STATED PROBLEM: Count the lines in the entries below that contain the string "pencil", treating uppercase and lowercase as different. Give only the number.

DATASET EXTRACT:
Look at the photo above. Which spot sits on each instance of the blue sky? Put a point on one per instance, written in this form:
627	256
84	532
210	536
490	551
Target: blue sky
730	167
* * *
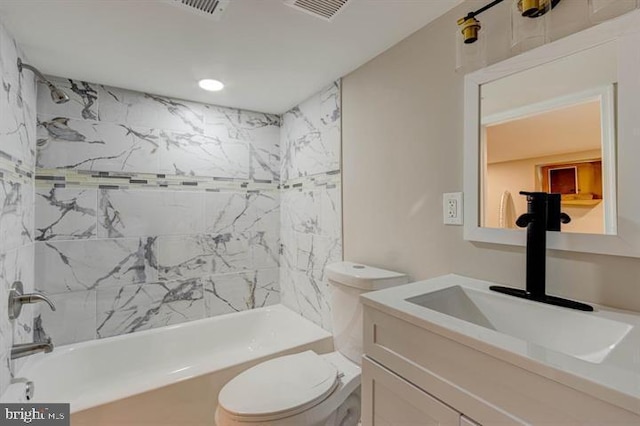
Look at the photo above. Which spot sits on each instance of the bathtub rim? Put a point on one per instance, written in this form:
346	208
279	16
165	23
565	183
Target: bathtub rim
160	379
==
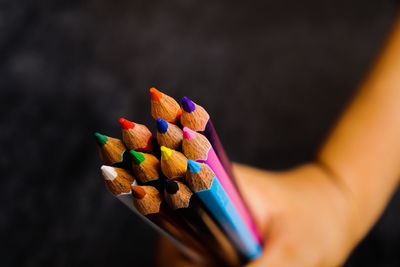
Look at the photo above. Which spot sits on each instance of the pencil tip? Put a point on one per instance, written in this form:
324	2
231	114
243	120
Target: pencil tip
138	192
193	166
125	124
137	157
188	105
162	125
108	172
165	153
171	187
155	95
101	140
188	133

OUTPUT FOR THIS TASK: 2